Extract every line of the entries below that contains the word "silver", matching its case exactly.

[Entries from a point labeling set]

** start **

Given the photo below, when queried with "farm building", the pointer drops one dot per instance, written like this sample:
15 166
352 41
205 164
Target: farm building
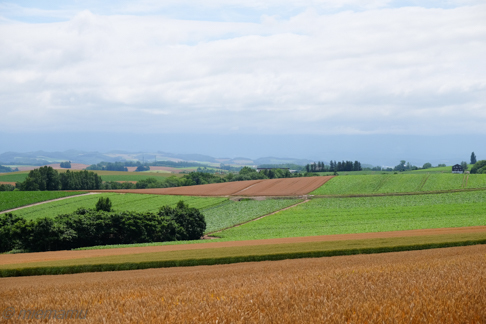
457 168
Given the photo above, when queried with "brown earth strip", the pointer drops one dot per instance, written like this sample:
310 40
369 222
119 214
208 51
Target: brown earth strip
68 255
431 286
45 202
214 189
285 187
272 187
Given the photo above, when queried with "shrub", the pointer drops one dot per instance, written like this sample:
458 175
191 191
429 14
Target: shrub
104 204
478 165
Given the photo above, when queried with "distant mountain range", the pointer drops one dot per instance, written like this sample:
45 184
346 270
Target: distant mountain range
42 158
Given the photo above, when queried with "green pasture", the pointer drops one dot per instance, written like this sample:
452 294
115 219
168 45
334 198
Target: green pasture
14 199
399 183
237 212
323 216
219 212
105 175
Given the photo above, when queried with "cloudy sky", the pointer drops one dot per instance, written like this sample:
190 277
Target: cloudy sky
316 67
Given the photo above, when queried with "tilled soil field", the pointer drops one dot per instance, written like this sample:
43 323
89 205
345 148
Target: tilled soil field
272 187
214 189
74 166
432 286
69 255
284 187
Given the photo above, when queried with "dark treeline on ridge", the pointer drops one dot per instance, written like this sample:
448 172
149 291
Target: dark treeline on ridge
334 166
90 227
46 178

** end **
** start **

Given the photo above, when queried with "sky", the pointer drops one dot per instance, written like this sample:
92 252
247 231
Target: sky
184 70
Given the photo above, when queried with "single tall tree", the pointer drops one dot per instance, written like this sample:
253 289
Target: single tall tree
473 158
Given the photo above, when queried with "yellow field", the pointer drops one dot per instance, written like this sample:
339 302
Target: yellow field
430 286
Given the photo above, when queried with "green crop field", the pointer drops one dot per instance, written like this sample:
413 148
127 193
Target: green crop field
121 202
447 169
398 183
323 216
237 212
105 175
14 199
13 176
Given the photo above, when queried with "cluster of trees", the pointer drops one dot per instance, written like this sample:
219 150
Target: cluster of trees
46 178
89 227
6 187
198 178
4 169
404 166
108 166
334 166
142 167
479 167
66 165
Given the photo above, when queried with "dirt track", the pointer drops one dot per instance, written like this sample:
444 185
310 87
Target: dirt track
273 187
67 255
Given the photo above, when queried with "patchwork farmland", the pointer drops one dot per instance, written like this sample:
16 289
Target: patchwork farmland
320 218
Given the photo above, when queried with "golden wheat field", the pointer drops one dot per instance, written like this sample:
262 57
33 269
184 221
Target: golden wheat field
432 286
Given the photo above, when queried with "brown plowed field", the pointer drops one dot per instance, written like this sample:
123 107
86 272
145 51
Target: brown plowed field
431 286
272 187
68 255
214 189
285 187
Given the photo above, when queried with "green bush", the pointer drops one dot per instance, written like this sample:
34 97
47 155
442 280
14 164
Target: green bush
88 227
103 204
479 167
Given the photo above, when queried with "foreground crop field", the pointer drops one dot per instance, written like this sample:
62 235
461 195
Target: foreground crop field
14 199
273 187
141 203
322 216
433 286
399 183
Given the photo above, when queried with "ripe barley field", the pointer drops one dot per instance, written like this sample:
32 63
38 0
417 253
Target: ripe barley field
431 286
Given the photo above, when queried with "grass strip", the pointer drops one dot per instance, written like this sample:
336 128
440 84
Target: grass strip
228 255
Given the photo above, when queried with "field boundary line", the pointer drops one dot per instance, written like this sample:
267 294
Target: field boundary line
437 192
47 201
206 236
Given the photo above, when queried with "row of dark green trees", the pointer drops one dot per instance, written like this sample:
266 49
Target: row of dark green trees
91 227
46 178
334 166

** end **
** start **

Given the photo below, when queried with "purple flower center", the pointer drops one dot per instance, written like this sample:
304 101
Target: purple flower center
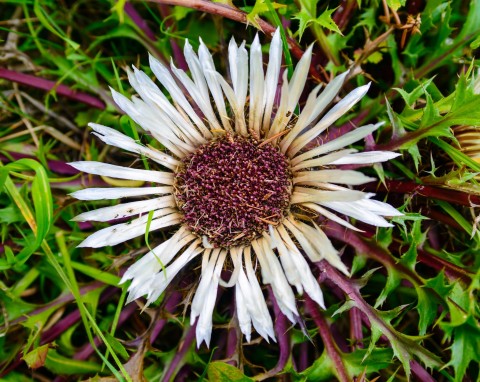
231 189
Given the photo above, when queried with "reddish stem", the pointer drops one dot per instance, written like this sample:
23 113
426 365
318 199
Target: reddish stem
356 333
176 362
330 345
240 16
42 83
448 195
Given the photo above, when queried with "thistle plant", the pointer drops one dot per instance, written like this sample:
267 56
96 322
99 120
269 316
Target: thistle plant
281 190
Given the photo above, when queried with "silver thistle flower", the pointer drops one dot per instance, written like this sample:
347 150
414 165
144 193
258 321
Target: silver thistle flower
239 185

** end **

Exercise answer:
Given the photo above, when queried with "silver thistle flower", the pointer drops one dot per instance, written like this sample:
Target: silver thistle flower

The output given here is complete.